— BEGIN Extracted text —

PALESTINE ON A PLATE
Memories from my mother’s kitchen
by Joudie Kalla
pp. 240. Interlink Books. Paperback $ 25 | Hardback $ 35

BALADI
A Celebration of Food from Land and Sea
by Joudie Kalla
pp. 256. Interlink Books. $25

Interlink is offering a $20 discount for readers who purchase “Palestine on a Plate” and “Baladi” together. 

Friends no longer gather for meals, no one is hosting ample tables for visitors, and strangers are not gabbing with whoever is seated close by at a bar for dinner. But there is food for sale even if the shelves at stores are half-stocked. It is clear this is a time of extraordinary abstention, yet it is also a season of culinary delights.

“People are thinking about what would mama make?” chef Joudie Kalla tells me via telephone from her home in London where she is isolating with her two dogs. She is mid-meal, sating herself with grilled halloumi cheese, Lebanese cucumber, tomato, and drizzles of olive oil dashed with salt and pepper. 

When asked how has her approach to cooking has changed recent weeks she confesses, “it all depends on my mood quite honestly. If I’m feeling quite low then sometimes I make really quick meals,” or “quick fixes” as she later calls them. These are simple, unfussy staples of Palestinian cuisine liked spiced lamb manouche. 

Joudie Kalla. Photo courtesy of Joudie Kalla.

“I think the most important things is just to plan ahead and make use of all of your ingredients.” On her most prolific days of quarantine cooking, she focuses on “big batches” for instances, prepping pounds of lehme, or “meat” in Arabic.

— END Extracted text —

Exercise task: Translate into Spanish this sentence from the piece on Joudie Kalla's cookbooks: "It is clear this is a time of extraordinary abstention, yet it is also a season of culinary delights."

— BEGIN Data excerpts —

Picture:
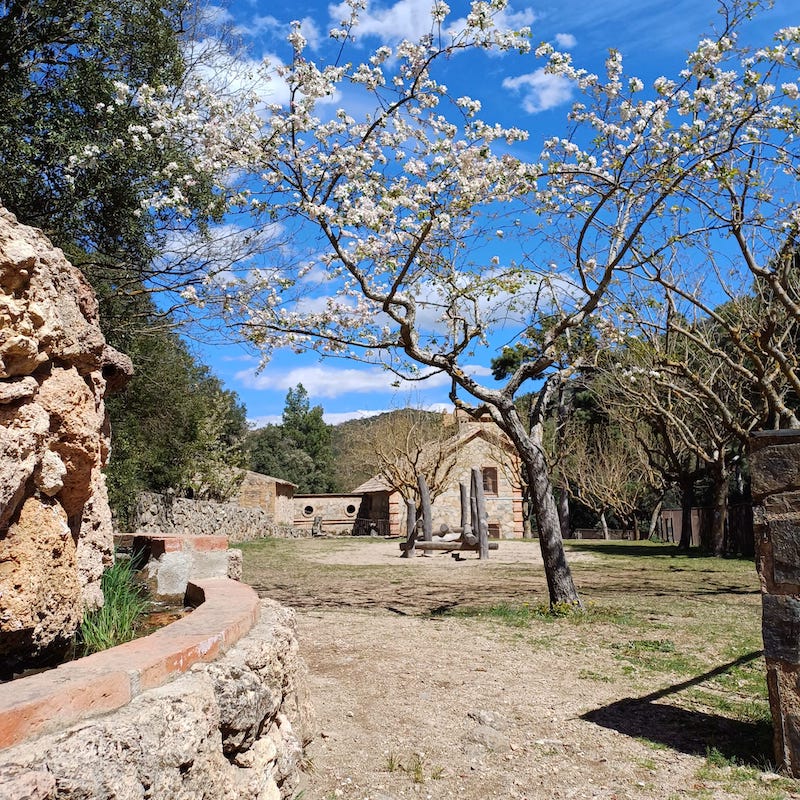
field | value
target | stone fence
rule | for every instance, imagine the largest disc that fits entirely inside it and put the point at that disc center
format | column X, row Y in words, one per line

— END Data excerpts —

Worked solution: Está claro que esta es una época de extraordinaria abstinencia, pero también es una temporada de delicias culinarias.